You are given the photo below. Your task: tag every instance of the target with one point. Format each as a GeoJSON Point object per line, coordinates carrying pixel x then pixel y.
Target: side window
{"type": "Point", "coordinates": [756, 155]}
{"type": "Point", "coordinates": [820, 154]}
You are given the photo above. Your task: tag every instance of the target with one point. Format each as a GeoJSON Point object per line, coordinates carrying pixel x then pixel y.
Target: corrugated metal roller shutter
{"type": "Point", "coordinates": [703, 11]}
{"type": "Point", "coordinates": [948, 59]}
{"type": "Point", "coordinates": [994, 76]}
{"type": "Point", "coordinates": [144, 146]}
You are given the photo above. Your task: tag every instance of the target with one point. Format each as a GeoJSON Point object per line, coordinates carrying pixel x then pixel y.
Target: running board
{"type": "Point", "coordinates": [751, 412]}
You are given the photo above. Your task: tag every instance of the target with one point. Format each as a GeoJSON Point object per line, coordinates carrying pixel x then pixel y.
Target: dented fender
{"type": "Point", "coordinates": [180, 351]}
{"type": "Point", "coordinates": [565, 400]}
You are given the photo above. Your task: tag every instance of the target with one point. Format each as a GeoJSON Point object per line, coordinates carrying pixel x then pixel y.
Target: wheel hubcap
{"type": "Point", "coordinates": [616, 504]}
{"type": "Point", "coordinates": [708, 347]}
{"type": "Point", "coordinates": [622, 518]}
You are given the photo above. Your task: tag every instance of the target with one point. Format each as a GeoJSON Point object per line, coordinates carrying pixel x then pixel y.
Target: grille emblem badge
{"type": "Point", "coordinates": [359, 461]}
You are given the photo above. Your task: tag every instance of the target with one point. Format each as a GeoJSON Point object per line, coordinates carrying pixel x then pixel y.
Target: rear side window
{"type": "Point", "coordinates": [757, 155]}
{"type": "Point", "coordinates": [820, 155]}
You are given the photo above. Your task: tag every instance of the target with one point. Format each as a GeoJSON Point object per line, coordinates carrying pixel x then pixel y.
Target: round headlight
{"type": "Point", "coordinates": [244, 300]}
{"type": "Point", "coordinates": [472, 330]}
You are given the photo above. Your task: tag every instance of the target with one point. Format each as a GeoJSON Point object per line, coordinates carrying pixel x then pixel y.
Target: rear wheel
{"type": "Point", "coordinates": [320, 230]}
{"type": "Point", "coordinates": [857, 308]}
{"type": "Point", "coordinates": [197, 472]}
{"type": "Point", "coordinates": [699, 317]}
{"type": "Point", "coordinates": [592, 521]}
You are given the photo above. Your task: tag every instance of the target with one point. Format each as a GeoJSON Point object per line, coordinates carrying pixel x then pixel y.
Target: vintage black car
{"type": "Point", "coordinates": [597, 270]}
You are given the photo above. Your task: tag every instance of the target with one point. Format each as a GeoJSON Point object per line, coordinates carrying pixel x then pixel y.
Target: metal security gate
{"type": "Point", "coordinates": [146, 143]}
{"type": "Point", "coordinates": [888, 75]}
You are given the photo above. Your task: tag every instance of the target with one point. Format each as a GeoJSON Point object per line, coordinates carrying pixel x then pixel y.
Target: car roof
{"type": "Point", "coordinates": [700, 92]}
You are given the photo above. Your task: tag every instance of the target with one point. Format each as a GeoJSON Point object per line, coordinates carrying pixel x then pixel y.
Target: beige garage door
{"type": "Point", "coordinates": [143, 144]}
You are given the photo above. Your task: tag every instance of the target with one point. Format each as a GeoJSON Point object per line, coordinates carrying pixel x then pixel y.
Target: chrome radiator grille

++++++++++

__Activity__: Could you write out every entry above exactly as it appears?

__Answer section__:
You are given the photo below. Your task: tag every instance of the target with one point. Format each as a GeoJSON Point object per line, coordinates carrying pixel x then pixel y.
Target: side window
{"type": "Point", "coordinates": [756, 155]}
{"type": "Point", "coordinates": [820, 154]}
You are given the photo above. Your task: tag every instance of the target with one point. Format each as a GeoJSON Point object per line, coordinates carrying pixel x then pixel y.
Target: corrugated metal roller shutter
{"type": "Point", "coordinates": [703, 11]}
{"type": "Point", "coordinates": [948, 59]}
{"type": "Point", "coordinates": [994, 76]}
{"type": "Point", "coordinates": [144, 146]}
You are given the photo above. Your task: tag every instance of the target with one point. Format each as a GeoJSON Point object per line, coordinates carrying pixel x then pixel y.
Target: running board
{"type": "Point", "coordinates": [751, 412]}
You are given the photo above. Your task: tag every instance of the target with one point. Format each as a GeoJSON Point object per line, coordinates carrying pixel x then pixel y.
Target: dented fender
{"type": "Point", "coordinates": [180, 351]}
{"type": "Point", "coordinates": [565, 400]}
You are given the photo above. Your task: tag every instance of the target with one point. Format each as a GeoJSON Point object per line, coordinates carrying pixel x then pixel y.
Target: wheel hubcap
{"type": "Point", "coordinates": [616, 504]}
{"type": "Point", "coordinates": [708, 347]}
{"type": "Point", "coordinates": [622, 518]}
You are given the photo above. Your task: tag every instance of the target with one point. Format each as a GeoJSON Point object per line, coordinates carrying pixel x then pixel y.
Target: grille emblem badge
{"type": "Point", "coordinates": [359, 461]}
You are given the photo above. Your task: tag every instance of the target with one point. Format each as a GeoJSON Point object per line, coordinates carrying pixel x then pixel y.
Target: rear side window
{"type": "Point", "coordinates": [757, 155]}
{"type": "Point", "coordinates": [820, 155]}
You are given the photo above. Your task: tag every instance of the target with one point. Format each as a GeoJSON Point object per line, coordinates carrying pixel x then pixel y.
Target: round headlight
{"type": "Point", "coordinates": [244, 300]}
{"type": "Point", "coordinates": [472, 330]}
You are given the photo above. Your task: tag every instance of the target with one point. Format each as a GeoJSON Point object per line, coordinates carrying pixel x then pixel y.
Target: rear wheel
{"type": "Point", "coordinates": [320, 230]}
{"type": "Point", "coordinates": [857, 308]}
{"type": "Point", "coordinates": [197, 472]}
{"type": "Point", "coordinates": [699, 317]}
{"type": "Point", "coordinates": [592, 521]}
You are given the photo above. Your task: tag every instance of the target with one point. Format each as a GeoJSON Point object per line, coordinates carrying pixel x then pixel y.
Target: vintage black car
{"type": "Point", "coordinates": [597, 270]}
You are given the photo above. Your task: tag every instance of the target with one point. Format each as a GeoJSON Point object per line, coordinates carrying pixel x then pixel y.
Target: metal security gate
{"type": "Point", "coordinates": [146, 143]}
{"type": "Point", "coordinates": [888, 75]}
You are given the photo above. Your task: tag every instance of the target with one point. Format each as a GeoJSON Point object per line, coordinates carrying pixel x then pixel y.
Target: car roof
{"type": "Point", "coordinates": [700, 92]}
You are given the photo above. Your task: tag every instance of the target with one point. Format each as a GeoJSON Point object per line, coordinates carrying pixel x then pixel y.
Target: beige garage door
{"type": "Point", "coordinates": [143, 144]}
You are given the photo above. Your task: tag every instance of the target with one point. Format each as a GeoJSON Point object per line, coordinates carrying pixel x then pixel y.
Target: chrome radiator grille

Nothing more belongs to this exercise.